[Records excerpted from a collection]
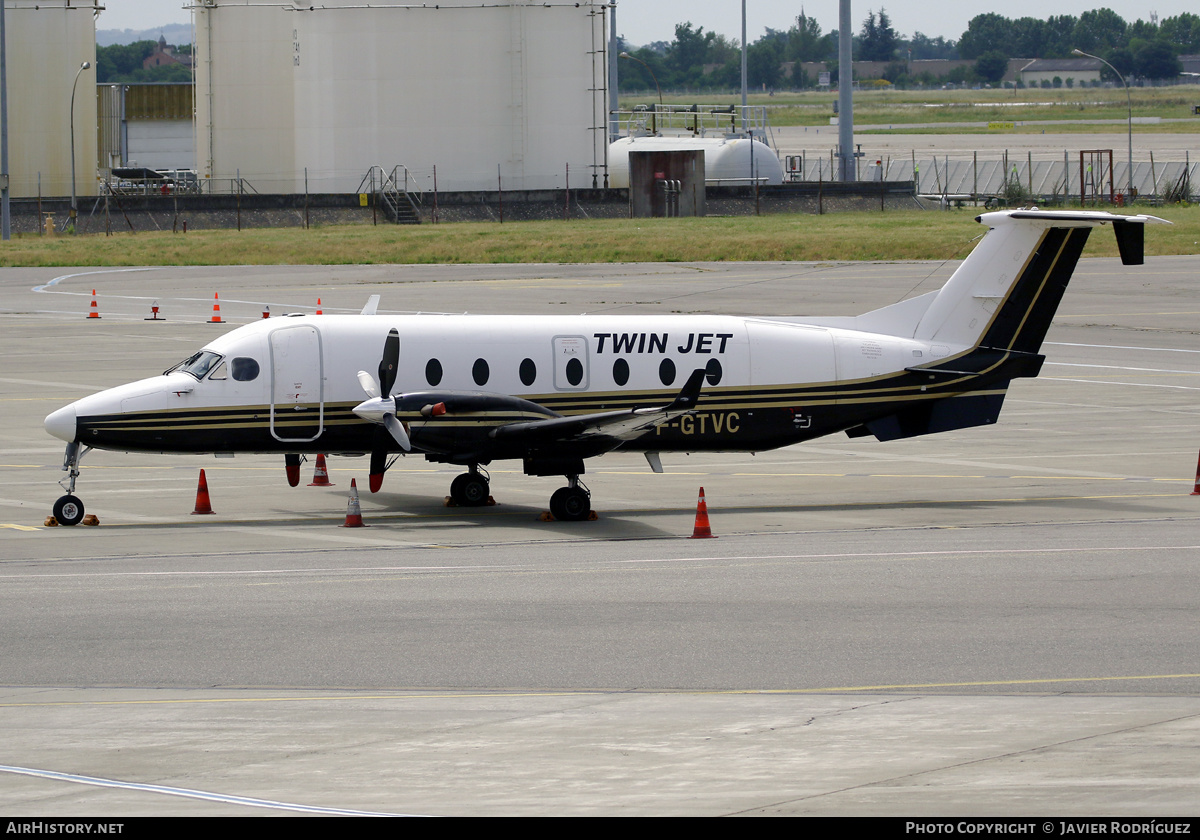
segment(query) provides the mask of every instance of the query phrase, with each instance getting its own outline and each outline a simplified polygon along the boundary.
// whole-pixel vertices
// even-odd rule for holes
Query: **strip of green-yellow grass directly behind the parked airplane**
[[[1175,222],[1146,232],[1147,254],[1200,253],[1200,208],[1145,210]],[[978,210],[826,216],[462,222],[254,230],[22,235],[0,242],[2,266],[348,265],[893,260],[964,256],[983,233]],[[1115,256],[1093,236],[1087,256]]]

■ **DIRECTIONS**
Retype the records in full. Do not carry over the images.

■ **RESPONSE BOX**
segment(query) provides the mask of every instance of the query phrase, with each instance getting its own outline and each outline a simplified polygon along the boundary.
// whole-pixel vertices
// even-odd rule for holes
Query: **strip of green-yellow grass directly behind the parked airplane**
[[[1175,222],[1146,232],[1147,254],[1200,253],[1200,208],[1145,210]],[[978,210],[826,216],[462,222],[254,230],[22,235],[0,242],[2,266],[348,265],[893,260],[964,256],[983,233]],[[1115,256],[1093,236],[1087,256]]]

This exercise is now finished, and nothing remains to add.